_TASK BRIEF_
Copy out the lines of the rows below word for word, from the line containing "Spot the thin" through the line containing "[[458, 294]]", with both of those lines included.

RECORDED DATA start

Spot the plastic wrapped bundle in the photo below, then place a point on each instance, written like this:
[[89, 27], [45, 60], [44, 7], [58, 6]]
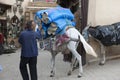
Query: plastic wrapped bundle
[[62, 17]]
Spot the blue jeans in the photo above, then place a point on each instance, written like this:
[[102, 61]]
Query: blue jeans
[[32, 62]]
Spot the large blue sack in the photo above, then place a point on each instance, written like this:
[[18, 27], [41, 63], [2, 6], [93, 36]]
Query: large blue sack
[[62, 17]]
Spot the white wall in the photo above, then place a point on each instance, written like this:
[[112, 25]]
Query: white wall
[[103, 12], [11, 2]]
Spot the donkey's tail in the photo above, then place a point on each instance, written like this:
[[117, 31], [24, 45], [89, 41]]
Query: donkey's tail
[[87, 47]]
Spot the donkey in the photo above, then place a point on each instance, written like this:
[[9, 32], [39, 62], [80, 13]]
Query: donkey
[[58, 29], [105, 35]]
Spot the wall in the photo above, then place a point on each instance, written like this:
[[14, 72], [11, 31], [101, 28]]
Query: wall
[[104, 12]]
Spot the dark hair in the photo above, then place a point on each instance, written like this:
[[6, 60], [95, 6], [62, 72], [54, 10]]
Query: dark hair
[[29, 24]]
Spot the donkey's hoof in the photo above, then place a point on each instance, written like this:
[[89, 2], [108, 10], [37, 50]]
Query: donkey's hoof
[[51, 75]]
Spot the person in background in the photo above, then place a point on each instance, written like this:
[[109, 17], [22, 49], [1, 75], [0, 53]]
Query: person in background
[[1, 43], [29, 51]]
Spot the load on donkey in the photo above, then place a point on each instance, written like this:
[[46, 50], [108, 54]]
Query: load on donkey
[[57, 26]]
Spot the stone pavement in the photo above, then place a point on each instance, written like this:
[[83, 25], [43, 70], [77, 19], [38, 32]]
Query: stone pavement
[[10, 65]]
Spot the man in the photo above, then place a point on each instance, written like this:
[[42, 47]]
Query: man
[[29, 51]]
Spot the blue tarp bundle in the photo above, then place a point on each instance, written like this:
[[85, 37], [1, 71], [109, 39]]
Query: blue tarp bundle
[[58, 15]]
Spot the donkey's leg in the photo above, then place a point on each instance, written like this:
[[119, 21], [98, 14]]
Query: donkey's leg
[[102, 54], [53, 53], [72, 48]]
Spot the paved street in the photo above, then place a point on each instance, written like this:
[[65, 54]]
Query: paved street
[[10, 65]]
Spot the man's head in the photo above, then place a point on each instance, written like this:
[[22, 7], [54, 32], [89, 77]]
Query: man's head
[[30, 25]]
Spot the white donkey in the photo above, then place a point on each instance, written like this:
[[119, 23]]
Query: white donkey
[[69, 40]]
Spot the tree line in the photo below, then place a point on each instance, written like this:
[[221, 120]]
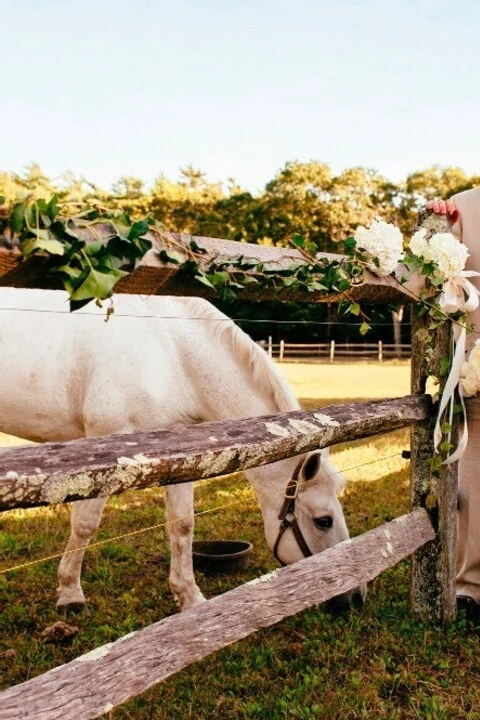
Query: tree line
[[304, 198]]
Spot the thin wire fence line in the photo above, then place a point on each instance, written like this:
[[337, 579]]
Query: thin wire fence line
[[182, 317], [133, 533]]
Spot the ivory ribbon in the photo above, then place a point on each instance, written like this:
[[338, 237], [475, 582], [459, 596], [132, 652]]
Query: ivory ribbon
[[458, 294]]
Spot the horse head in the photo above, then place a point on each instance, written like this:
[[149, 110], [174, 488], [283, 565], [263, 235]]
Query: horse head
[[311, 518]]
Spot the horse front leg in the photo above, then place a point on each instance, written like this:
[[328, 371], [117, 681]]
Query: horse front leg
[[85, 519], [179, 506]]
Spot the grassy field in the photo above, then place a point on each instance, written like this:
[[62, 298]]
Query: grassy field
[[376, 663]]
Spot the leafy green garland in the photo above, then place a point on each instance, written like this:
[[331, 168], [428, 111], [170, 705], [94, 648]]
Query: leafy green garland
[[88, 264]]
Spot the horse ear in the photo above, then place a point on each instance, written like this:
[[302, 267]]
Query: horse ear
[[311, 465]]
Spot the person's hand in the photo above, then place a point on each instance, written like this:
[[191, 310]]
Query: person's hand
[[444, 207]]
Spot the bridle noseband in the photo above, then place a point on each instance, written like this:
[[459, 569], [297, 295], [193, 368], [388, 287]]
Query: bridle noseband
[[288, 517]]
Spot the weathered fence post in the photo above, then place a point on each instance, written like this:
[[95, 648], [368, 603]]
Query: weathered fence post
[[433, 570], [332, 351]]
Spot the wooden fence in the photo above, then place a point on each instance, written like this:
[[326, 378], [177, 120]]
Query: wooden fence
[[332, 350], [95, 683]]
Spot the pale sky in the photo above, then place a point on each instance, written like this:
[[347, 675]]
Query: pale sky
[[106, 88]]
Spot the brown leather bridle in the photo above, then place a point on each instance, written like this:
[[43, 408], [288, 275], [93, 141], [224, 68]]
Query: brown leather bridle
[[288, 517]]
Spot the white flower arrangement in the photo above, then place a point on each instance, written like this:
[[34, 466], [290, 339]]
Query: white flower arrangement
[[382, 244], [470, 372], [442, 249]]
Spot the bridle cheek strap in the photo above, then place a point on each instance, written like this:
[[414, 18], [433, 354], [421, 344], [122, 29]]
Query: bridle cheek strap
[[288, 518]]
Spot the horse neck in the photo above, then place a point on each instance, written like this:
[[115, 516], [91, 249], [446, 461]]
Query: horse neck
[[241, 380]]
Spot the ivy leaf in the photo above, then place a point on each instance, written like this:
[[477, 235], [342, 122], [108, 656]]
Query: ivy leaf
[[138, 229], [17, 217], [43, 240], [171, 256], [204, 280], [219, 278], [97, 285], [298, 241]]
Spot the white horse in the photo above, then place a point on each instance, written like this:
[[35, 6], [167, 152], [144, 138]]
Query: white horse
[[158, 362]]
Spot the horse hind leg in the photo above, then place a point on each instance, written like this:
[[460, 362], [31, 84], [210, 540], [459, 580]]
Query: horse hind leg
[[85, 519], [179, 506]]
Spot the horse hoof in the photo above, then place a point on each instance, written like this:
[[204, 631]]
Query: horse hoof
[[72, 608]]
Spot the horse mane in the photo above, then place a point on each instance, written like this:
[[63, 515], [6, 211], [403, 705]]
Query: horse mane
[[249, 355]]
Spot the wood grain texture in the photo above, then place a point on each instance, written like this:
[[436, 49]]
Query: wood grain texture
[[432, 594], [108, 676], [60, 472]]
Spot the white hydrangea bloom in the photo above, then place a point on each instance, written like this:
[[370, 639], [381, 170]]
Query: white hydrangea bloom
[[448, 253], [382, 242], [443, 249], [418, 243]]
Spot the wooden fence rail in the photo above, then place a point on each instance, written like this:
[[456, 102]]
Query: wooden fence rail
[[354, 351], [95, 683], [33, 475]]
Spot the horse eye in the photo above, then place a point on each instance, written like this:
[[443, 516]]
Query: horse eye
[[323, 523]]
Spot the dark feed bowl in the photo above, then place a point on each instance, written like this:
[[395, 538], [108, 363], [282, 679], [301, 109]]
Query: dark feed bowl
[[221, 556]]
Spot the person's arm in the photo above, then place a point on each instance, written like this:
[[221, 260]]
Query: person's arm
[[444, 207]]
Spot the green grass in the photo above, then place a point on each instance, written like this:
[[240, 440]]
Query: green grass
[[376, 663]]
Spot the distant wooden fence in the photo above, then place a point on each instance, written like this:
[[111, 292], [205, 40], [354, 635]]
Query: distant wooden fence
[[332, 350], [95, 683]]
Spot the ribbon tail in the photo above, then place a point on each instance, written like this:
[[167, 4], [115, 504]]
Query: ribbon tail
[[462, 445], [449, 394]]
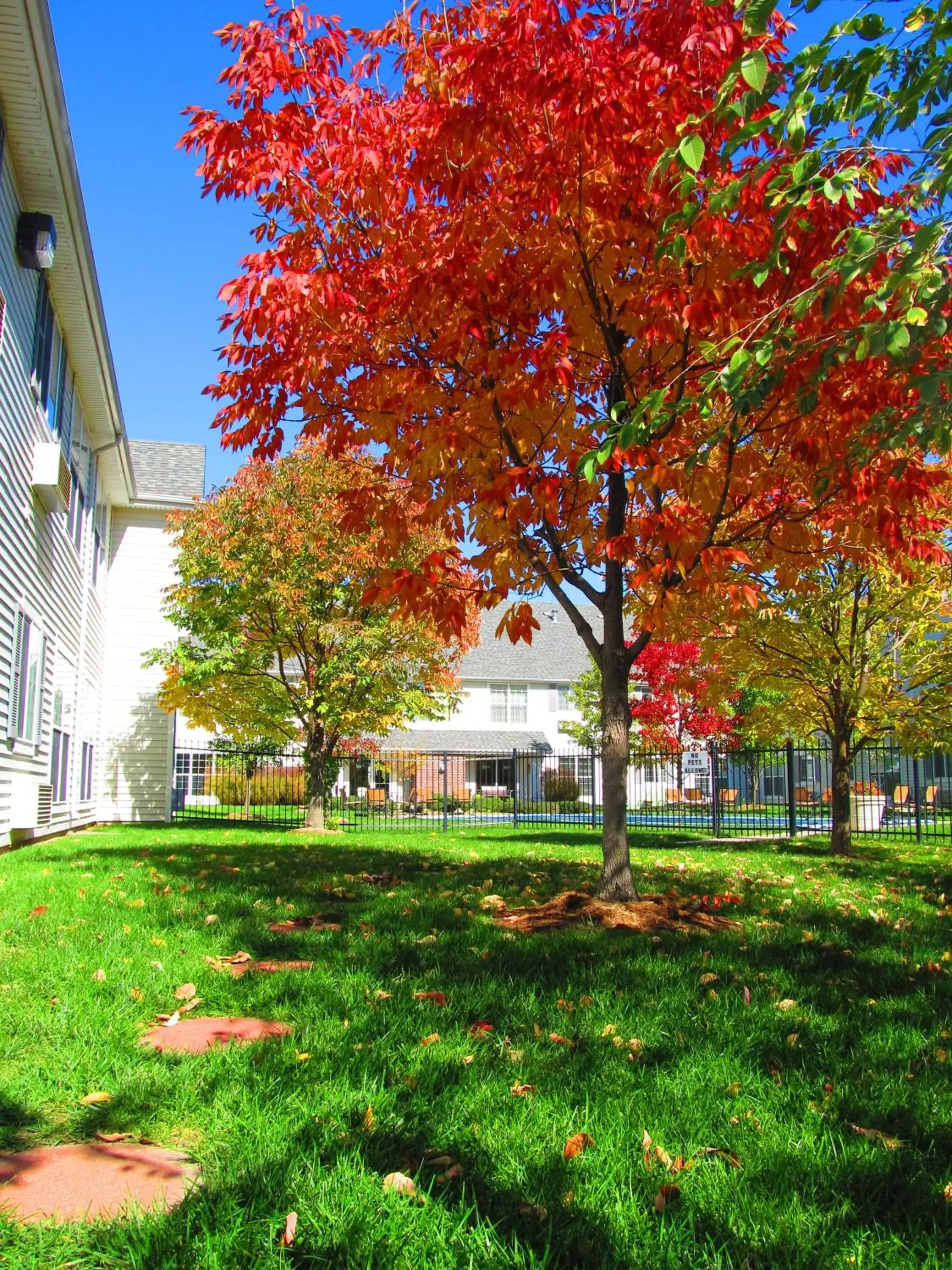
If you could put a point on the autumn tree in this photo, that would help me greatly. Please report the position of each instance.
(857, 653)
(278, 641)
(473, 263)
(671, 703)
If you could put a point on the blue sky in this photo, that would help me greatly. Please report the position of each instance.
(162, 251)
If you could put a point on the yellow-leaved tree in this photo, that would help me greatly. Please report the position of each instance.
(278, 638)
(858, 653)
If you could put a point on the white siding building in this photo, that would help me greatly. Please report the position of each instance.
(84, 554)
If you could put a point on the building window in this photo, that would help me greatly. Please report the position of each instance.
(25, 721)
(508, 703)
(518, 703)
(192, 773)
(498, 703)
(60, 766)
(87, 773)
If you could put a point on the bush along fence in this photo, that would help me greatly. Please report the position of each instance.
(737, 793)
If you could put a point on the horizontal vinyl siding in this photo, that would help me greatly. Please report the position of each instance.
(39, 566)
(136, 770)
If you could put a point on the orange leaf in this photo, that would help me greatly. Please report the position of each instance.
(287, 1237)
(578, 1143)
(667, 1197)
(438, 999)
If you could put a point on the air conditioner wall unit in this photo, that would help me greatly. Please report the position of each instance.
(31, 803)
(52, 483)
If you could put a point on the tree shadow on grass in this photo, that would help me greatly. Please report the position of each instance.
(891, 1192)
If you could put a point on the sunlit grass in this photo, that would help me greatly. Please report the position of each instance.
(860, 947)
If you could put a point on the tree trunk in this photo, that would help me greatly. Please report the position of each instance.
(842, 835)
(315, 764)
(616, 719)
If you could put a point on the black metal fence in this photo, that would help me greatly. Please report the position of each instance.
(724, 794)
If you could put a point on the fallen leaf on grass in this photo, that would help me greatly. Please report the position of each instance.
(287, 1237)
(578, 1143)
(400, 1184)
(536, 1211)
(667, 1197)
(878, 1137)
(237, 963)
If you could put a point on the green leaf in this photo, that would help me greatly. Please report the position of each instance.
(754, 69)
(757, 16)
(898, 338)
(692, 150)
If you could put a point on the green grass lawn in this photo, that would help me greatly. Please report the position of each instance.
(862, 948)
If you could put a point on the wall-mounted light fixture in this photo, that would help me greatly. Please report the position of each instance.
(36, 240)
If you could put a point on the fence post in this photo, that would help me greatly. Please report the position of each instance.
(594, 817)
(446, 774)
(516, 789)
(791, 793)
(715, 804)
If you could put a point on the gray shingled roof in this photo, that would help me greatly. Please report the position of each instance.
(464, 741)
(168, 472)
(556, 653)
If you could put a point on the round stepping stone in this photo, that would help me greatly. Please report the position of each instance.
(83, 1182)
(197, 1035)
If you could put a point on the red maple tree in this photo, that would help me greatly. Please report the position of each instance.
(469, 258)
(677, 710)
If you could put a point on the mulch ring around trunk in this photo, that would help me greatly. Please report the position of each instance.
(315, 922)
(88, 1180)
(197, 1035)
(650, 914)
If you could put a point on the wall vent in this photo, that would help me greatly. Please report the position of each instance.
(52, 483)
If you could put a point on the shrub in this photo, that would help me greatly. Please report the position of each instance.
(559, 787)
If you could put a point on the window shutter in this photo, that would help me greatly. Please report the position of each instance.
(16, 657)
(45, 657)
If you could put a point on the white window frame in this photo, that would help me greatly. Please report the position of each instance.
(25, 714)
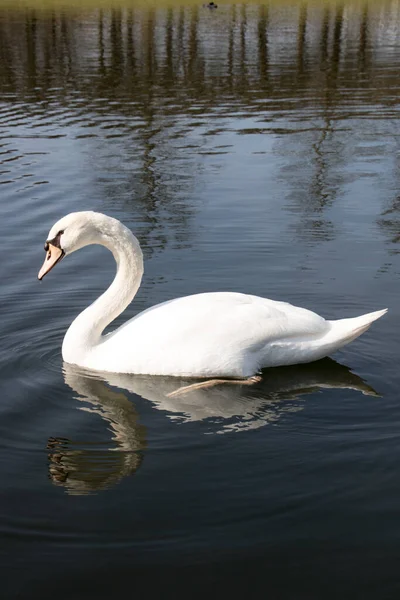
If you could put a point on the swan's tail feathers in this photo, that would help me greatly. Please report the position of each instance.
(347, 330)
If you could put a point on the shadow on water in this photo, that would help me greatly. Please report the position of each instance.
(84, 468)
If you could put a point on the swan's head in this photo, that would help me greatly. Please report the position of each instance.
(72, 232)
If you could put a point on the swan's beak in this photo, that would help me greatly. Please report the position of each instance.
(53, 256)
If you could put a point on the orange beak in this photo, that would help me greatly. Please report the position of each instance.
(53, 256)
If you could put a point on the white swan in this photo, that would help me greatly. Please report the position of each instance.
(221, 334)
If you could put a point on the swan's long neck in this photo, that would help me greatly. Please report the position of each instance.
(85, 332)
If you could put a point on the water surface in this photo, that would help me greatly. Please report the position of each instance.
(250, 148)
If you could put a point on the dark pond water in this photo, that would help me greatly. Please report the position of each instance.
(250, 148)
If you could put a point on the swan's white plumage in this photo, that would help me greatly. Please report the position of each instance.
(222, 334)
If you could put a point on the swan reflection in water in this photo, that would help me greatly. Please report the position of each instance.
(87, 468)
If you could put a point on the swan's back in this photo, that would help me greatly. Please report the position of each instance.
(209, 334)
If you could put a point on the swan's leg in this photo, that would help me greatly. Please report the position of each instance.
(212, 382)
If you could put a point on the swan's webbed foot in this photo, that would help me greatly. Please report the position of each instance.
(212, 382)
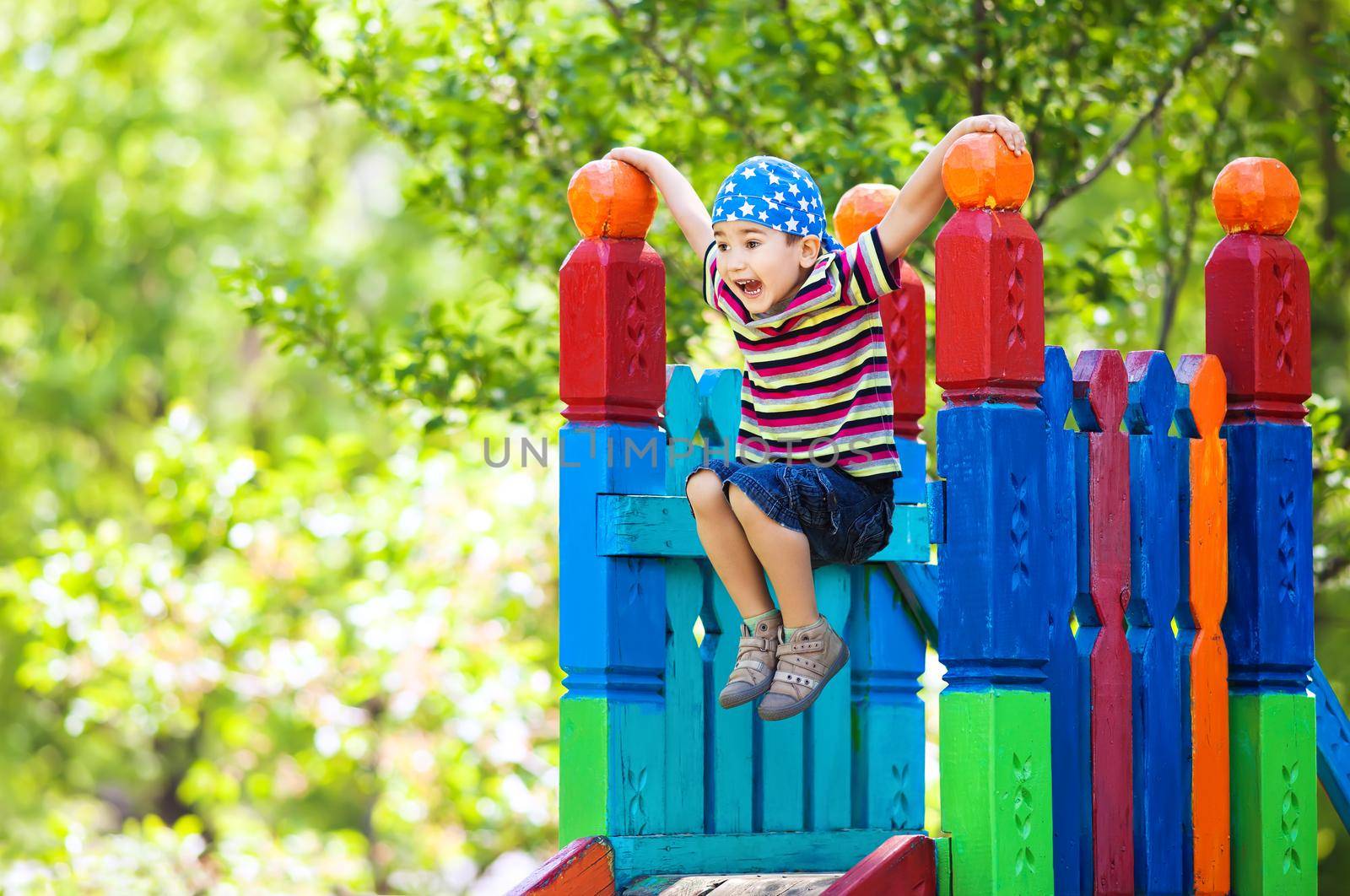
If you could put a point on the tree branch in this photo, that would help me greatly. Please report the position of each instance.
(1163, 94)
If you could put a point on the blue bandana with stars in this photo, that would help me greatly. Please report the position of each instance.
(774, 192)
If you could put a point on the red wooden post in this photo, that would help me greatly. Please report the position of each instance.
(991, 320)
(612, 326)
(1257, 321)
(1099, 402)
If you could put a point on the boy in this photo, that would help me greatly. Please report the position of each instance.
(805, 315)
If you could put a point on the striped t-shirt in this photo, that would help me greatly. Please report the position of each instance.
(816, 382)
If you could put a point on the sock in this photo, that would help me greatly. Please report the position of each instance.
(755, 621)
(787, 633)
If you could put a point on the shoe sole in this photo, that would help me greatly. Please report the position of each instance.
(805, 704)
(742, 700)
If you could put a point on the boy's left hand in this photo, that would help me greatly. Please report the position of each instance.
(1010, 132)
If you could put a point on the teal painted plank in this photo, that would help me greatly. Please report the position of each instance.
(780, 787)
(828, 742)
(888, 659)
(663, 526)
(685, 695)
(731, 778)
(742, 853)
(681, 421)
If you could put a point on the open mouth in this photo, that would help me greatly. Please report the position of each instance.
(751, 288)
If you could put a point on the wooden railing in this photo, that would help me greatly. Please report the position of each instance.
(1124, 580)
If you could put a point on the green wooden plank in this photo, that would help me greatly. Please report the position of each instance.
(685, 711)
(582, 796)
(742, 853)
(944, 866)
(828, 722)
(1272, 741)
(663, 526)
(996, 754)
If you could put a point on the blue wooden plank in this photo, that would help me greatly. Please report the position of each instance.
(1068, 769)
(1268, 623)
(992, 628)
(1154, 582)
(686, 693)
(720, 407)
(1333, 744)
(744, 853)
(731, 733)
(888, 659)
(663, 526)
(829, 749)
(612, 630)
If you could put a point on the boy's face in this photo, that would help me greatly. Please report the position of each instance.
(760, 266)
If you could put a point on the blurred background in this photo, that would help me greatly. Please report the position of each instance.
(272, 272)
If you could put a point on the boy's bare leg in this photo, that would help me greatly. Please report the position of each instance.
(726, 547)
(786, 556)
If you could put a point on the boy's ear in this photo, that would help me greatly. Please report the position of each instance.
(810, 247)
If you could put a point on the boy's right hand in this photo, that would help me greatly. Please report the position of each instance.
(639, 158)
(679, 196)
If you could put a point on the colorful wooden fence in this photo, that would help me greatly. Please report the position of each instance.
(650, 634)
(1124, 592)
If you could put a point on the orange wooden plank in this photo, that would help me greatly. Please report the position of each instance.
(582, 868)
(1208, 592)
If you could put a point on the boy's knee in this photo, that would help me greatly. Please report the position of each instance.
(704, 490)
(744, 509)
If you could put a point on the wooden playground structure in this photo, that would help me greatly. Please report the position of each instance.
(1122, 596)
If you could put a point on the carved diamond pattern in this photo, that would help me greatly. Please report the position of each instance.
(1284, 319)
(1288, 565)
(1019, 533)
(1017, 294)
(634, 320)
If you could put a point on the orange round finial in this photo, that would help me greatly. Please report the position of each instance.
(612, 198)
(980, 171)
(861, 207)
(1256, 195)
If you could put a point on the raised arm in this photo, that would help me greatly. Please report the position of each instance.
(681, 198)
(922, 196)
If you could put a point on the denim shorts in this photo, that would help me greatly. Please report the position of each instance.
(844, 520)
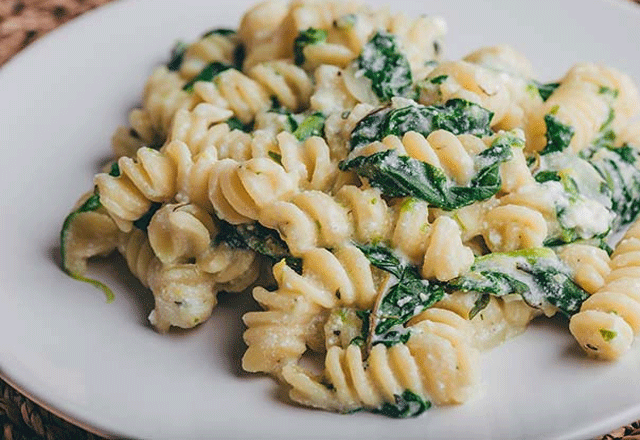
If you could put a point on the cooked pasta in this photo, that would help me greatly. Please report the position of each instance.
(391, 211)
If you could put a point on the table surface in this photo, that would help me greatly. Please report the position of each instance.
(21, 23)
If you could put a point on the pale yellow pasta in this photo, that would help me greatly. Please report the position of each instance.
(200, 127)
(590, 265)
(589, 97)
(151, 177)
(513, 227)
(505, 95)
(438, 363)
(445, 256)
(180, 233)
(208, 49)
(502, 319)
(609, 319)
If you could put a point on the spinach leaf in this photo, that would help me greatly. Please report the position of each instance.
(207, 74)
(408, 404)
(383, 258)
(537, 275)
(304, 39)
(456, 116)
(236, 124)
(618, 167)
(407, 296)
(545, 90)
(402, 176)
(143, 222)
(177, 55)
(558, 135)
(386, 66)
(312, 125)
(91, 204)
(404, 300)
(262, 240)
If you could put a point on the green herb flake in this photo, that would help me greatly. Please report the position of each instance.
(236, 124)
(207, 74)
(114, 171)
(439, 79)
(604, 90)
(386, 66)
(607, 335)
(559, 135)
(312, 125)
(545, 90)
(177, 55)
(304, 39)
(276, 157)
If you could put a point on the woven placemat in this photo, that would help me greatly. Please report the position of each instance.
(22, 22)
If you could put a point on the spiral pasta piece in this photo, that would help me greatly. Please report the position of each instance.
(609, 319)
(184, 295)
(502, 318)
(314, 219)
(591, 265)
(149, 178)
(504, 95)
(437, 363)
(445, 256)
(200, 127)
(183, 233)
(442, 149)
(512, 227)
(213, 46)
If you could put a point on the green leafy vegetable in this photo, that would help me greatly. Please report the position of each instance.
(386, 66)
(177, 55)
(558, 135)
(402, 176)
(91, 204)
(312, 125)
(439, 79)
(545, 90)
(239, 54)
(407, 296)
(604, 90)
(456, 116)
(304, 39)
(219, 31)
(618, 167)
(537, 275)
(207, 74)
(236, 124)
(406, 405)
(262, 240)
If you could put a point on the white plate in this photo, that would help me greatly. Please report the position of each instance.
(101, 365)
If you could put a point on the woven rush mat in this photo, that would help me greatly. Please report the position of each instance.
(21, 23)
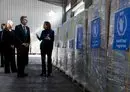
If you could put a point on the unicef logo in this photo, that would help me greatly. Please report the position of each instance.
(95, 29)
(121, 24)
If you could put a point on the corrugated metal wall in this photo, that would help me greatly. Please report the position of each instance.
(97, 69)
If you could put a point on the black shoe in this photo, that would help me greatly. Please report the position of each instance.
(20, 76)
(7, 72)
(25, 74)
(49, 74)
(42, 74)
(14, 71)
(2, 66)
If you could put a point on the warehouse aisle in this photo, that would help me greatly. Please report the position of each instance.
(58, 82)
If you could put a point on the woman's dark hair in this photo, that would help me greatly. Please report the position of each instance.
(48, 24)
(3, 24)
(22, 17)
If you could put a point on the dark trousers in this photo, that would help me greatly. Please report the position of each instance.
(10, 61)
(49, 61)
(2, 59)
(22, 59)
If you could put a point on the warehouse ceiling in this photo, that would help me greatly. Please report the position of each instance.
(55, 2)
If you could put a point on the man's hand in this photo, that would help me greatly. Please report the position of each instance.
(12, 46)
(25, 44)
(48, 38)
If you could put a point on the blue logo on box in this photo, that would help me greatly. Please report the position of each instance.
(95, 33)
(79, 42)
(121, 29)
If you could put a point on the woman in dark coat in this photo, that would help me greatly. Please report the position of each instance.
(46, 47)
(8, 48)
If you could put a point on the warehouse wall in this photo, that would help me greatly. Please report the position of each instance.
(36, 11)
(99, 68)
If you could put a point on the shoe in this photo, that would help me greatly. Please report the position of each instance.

RECORDED DATA end

_TASK ANSWER_
Spot the thin wire fence line in the photo above, then place a point on each instance, written like this:
[[337, 579]]
Query: thin wire fence line
[[182, 317], [133, 533]]
Spot the ivory ribbon in the photo above, then place a point on each instance, written like this:
[[338, 237], [475, 582], [459, 596], [132, 652]]
Query: ivory ribbon
[[458, 294]]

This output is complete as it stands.